◆ DOCUMENT EXTRACT
┌──

Mars landing: Nasa's Perseverance rover reveals stunning first video and audio recording from Red Planet

NASA has revealed the first ever audio recording and footage from its Perseverance rover after a dramatic landing on the Red Planet.

The $2.4billion robot touched down last week after enduring "seven minutes of terror" as it plunged through the Martian atmosphere.

The dramatic footage released Monday shows the rover falling towards the red planet while using a "sonic parachute" to slow itself down before landing on the planet's dusty surface.

It is the first time that humanity has been able to see footage of a Mars landing thanks to the 19 cameras mounted onboard the rover.

“For those who wonder how you land on Mars, or why it is so difficult, or how cool it would be to do so, you need look no further,” acting administrator Steve Jurczyk said.

“Perseverance is just getting started, and already has provided some of the most iconic visuals in space exploration history.

"It reinforces the remarkable level of engineering and precision that is required to build and fly a vehicle to the Red Planet.”

The six-wheeled machine is Nasa's most complex Mars rover yet, sporting seven scientific instruments.

It successfully landed in the Jezero crater on February 18 after tearing through the atmosphere at over 12,000 miles per hour.

The spaceship first opened a sonic parachute to slow its speed before using a "jetpack" to guide itself to the surface.

└──

◆ WHAT YOU WILL DO
Answer these about the Perseverance landing article:
1. How much did the rover cost?
2. How many cameras are mounted on the rover?
3. In which crater did the rover land, and on what date?

◆ SUPPLIED INFORMATION
┌──

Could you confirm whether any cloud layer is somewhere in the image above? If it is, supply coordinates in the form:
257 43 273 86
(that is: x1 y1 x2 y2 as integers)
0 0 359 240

└──

◆ WRITTEN ANSWER
1. $2.4 billion.
2. 19 cameras.
3. The Jezero crater, on February 18.